**Work task:**
Go over the material below and report every line that contains the word "wheel".

--- START ---

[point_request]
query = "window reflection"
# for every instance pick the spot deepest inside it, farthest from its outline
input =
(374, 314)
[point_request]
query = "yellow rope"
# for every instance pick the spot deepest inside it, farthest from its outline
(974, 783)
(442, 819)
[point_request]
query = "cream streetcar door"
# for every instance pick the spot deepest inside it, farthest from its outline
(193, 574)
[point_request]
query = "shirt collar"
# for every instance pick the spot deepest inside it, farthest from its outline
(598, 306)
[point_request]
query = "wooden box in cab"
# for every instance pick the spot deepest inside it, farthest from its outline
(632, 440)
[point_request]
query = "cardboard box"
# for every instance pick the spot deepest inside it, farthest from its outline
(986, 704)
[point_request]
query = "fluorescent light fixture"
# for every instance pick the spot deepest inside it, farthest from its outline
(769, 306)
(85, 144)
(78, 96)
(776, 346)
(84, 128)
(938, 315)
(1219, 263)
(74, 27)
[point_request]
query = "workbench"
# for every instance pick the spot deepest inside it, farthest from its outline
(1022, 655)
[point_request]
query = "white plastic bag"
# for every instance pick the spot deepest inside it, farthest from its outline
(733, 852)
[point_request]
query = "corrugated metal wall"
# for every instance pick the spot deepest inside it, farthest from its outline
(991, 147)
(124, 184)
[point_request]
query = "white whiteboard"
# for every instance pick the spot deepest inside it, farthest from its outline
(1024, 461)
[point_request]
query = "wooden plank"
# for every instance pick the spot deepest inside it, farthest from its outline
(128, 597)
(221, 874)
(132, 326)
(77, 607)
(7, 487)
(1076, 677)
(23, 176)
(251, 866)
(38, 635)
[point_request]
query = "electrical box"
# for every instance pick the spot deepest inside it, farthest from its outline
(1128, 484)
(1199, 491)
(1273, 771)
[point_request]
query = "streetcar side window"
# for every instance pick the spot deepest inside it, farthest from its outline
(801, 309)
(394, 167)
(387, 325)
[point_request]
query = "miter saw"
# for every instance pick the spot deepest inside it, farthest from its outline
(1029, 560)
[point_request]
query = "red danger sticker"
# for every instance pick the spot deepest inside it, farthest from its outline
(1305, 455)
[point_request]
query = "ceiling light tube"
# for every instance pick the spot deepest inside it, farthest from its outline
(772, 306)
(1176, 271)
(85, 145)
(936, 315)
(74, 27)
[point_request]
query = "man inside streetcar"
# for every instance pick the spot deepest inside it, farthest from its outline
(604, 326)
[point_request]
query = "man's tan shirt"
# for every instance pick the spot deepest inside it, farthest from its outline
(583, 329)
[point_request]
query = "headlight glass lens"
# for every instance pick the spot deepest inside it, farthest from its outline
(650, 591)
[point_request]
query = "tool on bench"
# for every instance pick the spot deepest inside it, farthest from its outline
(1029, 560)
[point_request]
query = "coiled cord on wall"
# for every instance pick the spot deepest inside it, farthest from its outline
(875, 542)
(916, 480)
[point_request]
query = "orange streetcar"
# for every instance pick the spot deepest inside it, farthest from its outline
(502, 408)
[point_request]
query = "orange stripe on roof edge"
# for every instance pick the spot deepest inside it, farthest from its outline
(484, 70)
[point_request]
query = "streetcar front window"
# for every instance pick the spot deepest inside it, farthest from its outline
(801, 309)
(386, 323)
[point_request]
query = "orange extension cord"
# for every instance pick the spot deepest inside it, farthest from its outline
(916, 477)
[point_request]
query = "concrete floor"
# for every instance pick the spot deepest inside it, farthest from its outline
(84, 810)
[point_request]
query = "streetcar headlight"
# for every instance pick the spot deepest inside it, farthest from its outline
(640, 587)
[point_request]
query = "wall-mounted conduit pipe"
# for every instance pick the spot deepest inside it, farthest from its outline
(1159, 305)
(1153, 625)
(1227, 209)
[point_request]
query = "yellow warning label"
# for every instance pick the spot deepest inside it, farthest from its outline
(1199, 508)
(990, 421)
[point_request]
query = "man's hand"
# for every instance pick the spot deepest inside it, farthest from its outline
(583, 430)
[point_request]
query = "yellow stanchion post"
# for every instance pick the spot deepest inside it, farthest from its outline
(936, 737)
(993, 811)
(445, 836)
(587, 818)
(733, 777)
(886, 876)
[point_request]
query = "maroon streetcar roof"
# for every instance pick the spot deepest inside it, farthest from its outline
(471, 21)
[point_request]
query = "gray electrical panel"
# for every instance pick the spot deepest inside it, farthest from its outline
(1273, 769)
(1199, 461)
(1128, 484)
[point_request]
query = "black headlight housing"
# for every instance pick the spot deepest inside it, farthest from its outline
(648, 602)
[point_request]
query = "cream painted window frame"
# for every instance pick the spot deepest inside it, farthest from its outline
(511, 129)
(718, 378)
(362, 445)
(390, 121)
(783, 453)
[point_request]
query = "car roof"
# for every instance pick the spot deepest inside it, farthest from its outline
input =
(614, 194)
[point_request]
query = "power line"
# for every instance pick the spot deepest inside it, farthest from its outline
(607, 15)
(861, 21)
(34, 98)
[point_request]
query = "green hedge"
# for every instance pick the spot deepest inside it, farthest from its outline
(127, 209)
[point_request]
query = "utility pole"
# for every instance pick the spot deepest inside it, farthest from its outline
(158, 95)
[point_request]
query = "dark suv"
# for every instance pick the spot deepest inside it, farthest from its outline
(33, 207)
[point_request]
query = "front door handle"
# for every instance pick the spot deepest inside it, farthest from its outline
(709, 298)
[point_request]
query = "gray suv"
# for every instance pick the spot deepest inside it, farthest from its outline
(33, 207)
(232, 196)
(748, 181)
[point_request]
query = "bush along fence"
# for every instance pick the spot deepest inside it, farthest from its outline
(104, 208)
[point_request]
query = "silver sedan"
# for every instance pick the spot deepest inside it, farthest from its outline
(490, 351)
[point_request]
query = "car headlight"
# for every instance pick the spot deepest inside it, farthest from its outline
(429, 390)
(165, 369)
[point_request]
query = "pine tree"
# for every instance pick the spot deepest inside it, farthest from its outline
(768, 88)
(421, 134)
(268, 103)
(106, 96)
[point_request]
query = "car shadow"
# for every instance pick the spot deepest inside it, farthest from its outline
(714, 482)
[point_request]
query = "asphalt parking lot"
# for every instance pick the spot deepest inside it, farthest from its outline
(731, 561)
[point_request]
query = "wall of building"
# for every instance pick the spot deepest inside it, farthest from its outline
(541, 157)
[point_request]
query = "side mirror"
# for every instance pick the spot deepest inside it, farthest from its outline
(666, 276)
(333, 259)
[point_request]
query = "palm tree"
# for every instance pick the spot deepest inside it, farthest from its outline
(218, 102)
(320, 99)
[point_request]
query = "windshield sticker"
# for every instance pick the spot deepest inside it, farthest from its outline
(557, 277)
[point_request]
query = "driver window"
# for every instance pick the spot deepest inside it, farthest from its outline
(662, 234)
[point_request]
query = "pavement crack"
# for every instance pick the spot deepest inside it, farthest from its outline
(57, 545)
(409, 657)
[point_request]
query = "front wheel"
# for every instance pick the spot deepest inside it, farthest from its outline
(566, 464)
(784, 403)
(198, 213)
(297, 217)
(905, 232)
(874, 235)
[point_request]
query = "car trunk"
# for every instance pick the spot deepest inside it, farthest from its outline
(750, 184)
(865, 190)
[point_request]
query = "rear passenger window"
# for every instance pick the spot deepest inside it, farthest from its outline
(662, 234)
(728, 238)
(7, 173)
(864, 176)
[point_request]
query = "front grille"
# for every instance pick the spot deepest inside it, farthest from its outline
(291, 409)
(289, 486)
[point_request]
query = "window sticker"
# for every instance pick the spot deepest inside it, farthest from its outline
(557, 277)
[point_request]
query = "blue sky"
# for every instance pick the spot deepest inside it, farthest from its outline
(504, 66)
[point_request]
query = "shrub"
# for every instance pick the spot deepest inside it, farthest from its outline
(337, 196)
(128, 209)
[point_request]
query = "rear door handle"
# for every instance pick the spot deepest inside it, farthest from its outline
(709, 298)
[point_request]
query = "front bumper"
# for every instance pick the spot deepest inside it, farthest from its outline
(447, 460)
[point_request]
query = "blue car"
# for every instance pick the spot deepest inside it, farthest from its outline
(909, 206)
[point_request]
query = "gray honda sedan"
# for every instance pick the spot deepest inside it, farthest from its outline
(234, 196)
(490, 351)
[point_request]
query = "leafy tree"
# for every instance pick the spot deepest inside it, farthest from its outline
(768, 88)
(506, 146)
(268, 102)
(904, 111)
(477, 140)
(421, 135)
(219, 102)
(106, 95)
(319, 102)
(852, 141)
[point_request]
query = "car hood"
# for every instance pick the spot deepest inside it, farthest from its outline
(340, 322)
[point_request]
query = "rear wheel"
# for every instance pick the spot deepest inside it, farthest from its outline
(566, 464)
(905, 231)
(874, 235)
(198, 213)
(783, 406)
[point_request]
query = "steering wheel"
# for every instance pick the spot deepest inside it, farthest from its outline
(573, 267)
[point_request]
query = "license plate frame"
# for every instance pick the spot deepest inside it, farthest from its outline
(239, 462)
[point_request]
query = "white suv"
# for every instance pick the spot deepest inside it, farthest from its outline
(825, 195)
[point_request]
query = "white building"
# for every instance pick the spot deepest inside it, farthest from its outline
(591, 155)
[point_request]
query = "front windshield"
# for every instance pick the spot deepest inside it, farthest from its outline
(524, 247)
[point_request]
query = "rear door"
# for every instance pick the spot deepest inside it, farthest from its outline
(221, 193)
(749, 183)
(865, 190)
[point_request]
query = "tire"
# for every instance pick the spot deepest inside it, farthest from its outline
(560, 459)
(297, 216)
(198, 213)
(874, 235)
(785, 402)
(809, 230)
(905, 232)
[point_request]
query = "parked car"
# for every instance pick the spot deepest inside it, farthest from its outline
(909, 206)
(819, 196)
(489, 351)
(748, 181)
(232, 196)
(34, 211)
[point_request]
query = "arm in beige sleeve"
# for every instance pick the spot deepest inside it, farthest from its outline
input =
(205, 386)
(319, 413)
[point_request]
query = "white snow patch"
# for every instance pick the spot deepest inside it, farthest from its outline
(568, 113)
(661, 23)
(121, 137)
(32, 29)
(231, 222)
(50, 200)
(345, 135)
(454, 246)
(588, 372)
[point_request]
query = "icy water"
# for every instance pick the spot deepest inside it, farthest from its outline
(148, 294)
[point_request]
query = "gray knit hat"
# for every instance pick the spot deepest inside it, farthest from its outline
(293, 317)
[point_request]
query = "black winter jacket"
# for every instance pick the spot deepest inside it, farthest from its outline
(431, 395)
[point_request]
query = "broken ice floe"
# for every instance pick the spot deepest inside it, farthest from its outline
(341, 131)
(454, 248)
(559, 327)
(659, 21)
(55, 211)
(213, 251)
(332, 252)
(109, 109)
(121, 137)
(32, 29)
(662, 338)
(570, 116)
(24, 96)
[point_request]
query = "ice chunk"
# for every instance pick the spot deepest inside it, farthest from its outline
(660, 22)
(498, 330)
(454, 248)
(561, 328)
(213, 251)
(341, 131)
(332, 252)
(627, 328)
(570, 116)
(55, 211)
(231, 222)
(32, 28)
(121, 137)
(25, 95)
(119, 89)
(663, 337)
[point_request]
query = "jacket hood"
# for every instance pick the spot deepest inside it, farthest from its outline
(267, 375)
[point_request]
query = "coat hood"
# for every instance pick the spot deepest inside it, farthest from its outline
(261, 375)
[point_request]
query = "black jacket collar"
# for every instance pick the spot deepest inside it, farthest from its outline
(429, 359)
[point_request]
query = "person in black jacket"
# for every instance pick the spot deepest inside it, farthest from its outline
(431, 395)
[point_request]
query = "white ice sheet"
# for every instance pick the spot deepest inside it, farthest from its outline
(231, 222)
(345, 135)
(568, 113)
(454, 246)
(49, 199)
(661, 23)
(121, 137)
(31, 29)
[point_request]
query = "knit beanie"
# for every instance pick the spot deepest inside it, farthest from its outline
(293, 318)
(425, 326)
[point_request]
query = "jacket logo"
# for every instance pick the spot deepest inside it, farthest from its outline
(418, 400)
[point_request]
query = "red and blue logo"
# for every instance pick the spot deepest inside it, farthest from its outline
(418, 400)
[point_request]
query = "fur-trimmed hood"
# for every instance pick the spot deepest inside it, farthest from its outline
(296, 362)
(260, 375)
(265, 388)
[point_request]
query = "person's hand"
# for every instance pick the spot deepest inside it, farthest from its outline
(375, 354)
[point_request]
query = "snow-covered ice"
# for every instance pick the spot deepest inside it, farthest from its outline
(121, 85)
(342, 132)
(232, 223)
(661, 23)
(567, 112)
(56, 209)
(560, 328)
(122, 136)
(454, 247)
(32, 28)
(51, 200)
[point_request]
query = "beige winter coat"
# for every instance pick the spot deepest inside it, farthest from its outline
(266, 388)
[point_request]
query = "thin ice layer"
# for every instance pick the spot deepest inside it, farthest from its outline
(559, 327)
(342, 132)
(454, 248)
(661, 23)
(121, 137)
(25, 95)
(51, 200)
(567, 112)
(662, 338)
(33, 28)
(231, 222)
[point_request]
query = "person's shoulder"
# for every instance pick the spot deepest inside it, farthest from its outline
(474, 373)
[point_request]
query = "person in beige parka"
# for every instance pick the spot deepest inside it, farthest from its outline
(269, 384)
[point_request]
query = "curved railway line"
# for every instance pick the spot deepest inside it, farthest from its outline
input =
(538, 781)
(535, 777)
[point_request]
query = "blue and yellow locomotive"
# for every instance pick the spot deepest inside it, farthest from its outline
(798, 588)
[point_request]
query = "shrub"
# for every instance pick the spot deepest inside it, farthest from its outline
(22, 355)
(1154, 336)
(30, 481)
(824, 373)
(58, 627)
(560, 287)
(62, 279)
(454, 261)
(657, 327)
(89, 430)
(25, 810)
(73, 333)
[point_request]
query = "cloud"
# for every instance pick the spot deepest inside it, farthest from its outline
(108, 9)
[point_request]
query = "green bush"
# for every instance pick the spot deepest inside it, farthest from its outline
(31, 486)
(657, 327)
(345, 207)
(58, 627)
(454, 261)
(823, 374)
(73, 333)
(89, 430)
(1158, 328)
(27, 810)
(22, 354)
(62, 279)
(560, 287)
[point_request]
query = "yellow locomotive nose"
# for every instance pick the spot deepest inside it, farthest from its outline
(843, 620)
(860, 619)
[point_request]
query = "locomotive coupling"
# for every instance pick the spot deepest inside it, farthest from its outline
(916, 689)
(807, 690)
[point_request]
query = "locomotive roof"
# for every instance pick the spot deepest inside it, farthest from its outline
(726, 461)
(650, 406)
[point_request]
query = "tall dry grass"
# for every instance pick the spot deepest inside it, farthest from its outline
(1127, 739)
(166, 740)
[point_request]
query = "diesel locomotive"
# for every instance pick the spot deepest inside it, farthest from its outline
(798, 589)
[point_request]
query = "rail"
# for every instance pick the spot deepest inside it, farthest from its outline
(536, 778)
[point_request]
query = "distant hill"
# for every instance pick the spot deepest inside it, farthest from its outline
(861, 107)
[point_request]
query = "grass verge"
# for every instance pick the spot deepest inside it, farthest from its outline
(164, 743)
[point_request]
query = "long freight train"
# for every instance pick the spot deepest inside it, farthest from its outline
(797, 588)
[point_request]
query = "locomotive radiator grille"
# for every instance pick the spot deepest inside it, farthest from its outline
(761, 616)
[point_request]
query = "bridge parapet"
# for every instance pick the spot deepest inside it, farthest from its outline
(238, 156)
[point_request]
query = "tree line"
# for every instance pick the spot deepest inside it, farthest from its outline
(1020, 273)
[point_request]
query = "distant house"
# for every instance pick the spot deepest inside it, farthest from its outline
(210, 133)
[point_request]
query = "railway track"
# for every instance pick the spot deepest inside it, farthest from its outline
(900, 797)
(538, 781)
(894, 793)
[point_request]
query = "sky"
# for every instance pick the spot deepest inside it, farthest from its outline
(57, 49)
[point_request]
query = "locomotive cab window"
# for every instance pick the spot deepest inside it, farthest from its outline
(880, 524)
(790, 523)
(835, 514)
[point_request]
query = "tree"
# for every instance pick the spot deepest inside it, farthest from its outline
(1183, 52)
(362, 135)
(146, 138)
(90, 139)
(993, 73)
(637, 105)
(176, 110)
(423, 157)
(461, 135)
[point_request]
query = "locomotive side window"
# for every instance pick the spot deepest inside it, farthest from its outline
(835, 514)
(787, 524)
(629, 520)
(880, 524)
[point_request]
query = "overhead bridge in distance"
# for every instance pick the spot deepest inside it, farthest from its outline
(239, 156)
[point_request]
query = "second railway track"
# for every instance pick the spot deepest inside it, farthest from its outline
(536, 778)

--- END ---

**Response below:**
query = "front wheel"
query = "rear wheel"
query = "steering wheel"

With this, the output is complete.